• **RECORD EXCERPTS**:
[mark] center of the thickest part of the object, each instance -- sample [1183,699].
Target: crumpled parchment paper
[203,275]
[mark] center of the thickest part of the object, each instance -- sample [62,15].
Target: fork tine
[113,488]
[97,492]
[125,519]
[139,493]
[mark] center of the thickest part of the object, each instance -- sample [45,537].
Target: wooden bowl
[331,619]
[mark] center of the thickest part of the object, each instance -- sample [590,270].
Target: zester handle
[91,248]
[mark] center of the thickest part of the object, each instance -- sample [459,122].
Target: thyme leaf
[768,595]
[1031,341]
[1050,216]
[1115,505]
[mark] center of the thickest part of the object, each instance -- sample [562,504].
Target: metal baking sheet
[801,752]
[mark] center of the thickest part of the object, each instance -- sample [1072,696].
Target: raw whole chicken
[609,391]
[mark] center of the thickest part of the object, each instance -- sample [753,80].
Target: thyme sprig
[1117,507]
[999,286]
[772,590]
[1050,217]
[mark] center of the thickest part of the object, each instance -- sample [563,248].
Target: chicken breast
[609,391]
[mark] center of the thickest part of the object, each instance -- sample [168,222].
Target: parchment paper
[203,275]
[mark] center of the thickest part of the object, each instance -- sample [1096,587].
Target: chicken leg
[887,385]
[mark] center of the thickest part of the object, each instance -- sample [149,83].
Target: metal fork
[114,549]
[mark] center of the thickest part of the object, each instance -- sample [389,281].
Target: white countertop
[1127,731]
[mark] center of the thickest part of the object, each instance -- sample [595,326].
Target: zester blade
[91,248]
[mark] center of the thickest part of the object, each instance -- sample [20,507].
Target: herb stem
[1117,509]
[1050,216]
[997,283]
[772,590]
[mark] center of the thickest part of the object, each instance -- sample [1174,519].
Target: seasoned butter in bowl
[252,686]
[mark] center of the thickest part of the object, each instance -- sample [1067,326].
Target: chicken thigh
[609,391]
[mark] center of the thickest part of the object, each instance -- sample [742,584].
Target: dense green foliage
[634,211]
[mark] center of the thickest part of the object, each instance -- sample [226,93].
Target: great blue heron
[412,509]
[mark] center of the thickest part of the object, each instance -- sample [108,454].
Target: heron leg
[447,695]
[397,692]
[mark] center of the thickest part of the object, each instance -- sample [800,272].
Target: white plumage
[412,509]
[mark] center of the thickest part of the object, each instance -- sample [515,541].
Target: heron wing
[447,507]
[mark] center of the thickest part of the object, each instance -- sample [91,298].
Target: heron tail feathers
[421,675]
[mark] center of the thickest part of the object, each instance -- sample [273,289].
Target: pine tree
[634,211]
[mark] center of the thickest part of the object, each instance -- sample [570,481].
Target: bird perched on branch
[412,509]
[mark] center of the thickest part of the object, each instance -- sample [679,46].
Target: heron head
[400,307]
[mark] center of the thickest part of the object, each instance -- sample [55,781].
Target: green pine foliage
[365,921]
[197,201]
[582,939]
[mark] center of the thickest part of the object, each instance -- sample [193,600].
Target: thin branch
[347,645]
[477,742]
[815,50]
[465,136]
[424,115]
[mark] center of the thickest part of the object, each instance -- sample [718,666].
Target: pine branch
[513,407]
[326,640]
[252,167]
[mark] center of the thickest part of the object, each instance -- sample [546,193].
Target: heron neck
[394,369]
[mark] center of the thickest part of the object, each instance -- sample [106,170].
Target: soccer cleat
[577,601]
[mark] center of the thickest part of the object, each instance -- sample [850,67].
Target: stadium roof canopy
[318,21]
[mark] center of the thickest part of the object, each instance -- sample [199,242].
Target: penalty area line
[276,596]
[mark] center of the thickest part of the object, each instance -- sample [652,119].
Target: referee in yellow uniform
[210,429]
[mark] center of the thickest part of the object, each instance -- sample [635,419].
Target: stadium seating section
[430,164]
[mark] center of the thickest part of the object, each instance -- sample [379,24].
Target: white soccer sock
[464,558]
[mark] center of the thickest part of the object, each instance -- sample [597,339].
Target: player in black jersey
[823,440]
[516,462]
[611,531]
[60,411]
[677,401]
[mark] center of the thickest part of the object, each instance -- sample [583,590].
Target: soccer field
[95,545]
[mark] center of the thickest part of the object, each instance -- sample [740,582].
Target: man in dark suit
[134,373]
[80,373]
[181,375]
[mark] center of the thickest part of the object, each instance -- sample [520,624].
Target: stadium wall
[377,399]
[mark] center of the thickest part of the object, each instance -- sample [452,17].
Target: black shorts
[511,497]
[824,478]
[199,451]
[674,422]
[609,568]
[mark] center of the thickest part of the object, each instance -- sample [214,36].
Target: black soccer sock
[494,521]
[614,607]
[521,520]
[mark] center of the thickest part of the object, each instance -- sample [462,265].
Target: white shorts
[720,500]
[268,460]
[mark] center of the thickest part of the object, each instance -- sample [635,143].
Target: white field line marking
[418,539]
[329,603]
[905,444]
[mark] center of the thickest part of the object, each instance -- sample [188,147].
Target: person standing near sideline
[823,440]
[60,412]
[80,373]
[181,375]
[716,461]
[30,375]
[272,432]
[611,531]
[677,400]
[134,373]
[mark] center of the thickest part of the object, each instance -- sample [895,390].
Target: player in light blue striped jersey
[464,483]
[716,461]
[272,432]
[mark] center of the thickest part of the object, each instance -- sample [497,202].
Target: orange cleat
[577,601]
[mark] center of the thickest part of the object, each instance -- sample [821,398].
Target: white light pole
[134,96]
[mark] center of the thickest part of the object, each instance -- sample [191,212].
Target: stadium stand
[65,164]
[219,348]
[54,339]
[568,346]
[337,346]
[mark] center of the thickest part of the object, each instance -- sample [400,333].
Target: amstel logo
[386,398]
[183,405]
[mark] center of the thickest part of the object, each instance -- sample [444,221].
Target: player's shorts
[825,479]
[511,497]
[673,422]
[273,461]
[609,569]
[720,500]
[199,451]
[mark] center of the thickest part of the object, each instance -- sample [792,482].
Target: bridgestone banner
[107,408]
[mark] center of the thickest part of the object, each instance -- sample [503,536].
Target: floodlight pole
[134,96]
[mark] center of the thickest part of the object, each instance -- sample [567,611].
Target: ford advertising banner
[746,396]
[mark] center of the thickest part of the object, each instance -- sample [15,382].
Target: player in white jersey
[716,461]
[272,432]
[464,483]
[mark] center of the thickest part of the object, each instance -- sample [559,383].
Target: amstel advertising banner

• **REQUIRED WORK**:
Copy every line of the data above verbatim, with no changes.

• **SOLUTION TO THIS PROBLEM**:
[mark] center of the thickest part of the object, each instance -- sample [1183,699].
Target: crumpled parchment paper
[203,275]
[mark] center of the thickest part of the object, each instance -- sample [62,15].
Target: fork tine
[113,488]
[97,492]
[125,519]
[139,493]
[mark] center of the thickest part of the object, each instance -- sample [45,537].
Target: wooden bowl
[331,619]
[mark] center of the thickest part of the object, each instance -- sample [590,270].
Target: zester handle
[91,248]
[mark] center of the thickest part of the object, each instance -- sample [459,122].
Target: thyme leaf
[768,595]
[1031,341]
[1050,216]
[1115,505]
[mark] center of the thickest part of the object, each instance -- sample [562,504].
Target: metal baking sheet
[801,752]
[mark] center of the thickest part of the object, each instance -- sample [1072,696].
Target: raw whole chicken
[609,391]
[mark] center of the thickest part of the object, each instance -- sample [753,80].
Target: thyme sprig
[1117,507]
[999,286]
[772,590]
[1050,217]
[mark] center of the thickest part of the object, each instance -- sample [563,248].
Target: chicken breast
[609,391]
[mark] center of the thickest part of the object, each instance -- sample [168,222].
Target: parchment paper
[203,275]
[mark] center of the thickest part of the object, each instance -- sample [1096,587].
Target: chicken leg
[887,385]
[mark] center of the thickest part of the object, each instance -- sample [149,83].
Target: metal fork
[114,549]
[mark] center of the thickest part of the object, each instance -- sample [389,281].
Target: white countertop
[1127,731]
[mark] center of the thickest part of the object, each instance -- sample [595,326].
Target: zester blade
[91,248]
[mark] center of the thickest part of the object, each instance -- sample [20,507].
Target: herb stem
[1117,509]
[1050,216]
[997,283]
[772,590]
[mark] center of the thickest part of the object, each instance -- sample [1174,519].
Target: seasoned butter in bowl
[252,686]
[mark] center of the thickest part of the object, each instance -- sample [1067,326].
Target: chicken thigh
[609,391]
[mark] center of the thickest part of the object, each instance -- sample [742,584].
Target: dense green foliage
[634,211]
[mark] center of the thickest part of the object, each instance -- sample [226,93].
Target: great blue heron
[412,509]
[mark] center of the thickest part of the object, each instance -- sample [108,454].
Target: heron leg
[447,695]
[397,692]
[mark] center of the thickest part of the object, each instance -- sample [800,272].
Target: white plumage
[412,509]
[mark] center of the thickest part of the object, each instance -- sample [515,541].
Target: heron wing
[447,507]
[mark] center of the thickest part of the object, each instance -- sample [91,298].
Target: heron tail feathers
[421,675]
[mark] center of the thickest part of the object, each instance -- sample [273,289].
Target: pine tree
[634,211]
[mark] center of the thickest part of the object, each instance -- sample [570,481].
Target: bird perched on branch
[412,509]
[mark] center of the thickest part of the object, each instance -- sample [679,46].
Target: heron head
[400,307]
[mark] center of the thickest part of the object, each instance -- sample [55,781].
Target: green pine foliage
[365,921]
[197,201]
[582,939]
[mark] center of the thickest part of the object, each instance -- sample [193,600].
Target: thin branch
[347,645]
[477,742]
[815,50]
[465,136]
[424,115]
[mark] center of the thickest part of the object, each instance -- sample [718,666].
Target: pine branch
[513,407]
[326,640]
[252,167]
[mark] center of the thickest part of the object, each instance -- sample [546,193].
Target: heron neck
[394,369]
[mark] center of the thickest part of the object, each instance -- sample [106,170].
Target: soccer cleat
[577,601]
[mark] center of the thickest part of the object, each instance -- sample [850,67].
Target: stadium roof canopy
[318,21]
[mark] center of the thickest part of the object, each instance -- sample [199,242].
Target: penalty area line
[276,596]
[mark] center of the thickest part of the object, each instance -- sample [652,119].
Target: referee in yellow uniform
[210,429]
[mark] center of the thickest part of the object, each instance -- sample [635,419].
Target: stadium seating section
[430,164]
[mark] center of the thickest part of the object, each instance -- sample [379,24].
Target: white soccer sock
[464,558]
[mark] center of the thickest part of the object, each instance -- sample [597,339].
Target: player in black jersey
[823,440]
[516,462]
[611,531]
[60,411]
[677,401]
[mark] center of the thickest part of the object, each instance -- sample [583,590].
Target: soccer field
[95,545]
[mark] center of the thickest part of the object, each instance -- sample [740,582].
Target: man in dark suit
[134,373]
[80,373]
[181,375]
[mark] center of the thickest part of the object, each instance -- sample [520,624].
Target: stadium wall
[377,399]
[mark] center of the thickest part of the object, each instance -- sample [452,17].
Target: black shorts
[511,497]
[824,478]
[199,451]
[674,422]
[609,568]
[mark] center of the thickest part of the object, each instance -- sample [214,36].
Target: black soccer sock
[494,521]
[614,607]
[521,520]
[mark] center of the thickest part of the object, each instance -- sample [462,265].
Target: white shorts
[720,500]
[268,460]
[mark] center of the thickest part of the object, each instance -- sample [635,143].
Target: white field line marking
[418,539]
[329,603]
[905,444]
[mark] center of the thickest part of the object, each instance -- sample [188,147].
Target: person standing near sideline
[823,440]
[60,412]
[80,373]
[181,375]
[716,461]
[30,375]
[272,432]
[611,531]
[677,400]
[134,373]
[mark] center of the thickest part of the object, each instance -- sample [895,390].
Target: player in light blue striped jersey
[464,483]
[716,461]
[272,432]
[mark] center of the thickest part of the object, each instance -- sample [497,202].
Target: orange cleat
[577,601]
[mark] center of the thickest part of the object, each instance -- sample [821,398].
Target: white light pole
[134,96]
[mark] center of the thickest part of the object, each instance -- sample [191,212].
Target: stadium stand
[65,164]
[219,348]
[54,339]
[568,346]
[337,346]
[mark] center of the thickest part of the object, each instance -- sample [400,333].
Target: amstel logo
[386,398]
[183,405]
[mark] center of the thickest part of the object, each instance -- sample [444,221].
Target: player's shorts
[825,479]
[511,497]
[673,422]
[273,461]
[609,569]
[720,500]
[199,451]
[mark] center of the thickest part of the object, each instance -- sample [792,482].
Target: bridgestone banner
[107,408]
[mark] center of the thickest part of the object, each instance -- sample [503,536].
Target: floodlight pole
[134,96]
[mark] center of the thickest part of the object, each instance -- sample [567,611].
Target: ford advertising banner
[746,396]
[mark] center of the thickest part of the object, each instance -- sample [15,382].
Target: player in white jersey
[716,461]
[272,432]
[464,483]
[mark] center of the thickest part of the object, each instance -- sample [559,383].
Target: amstel advertising banner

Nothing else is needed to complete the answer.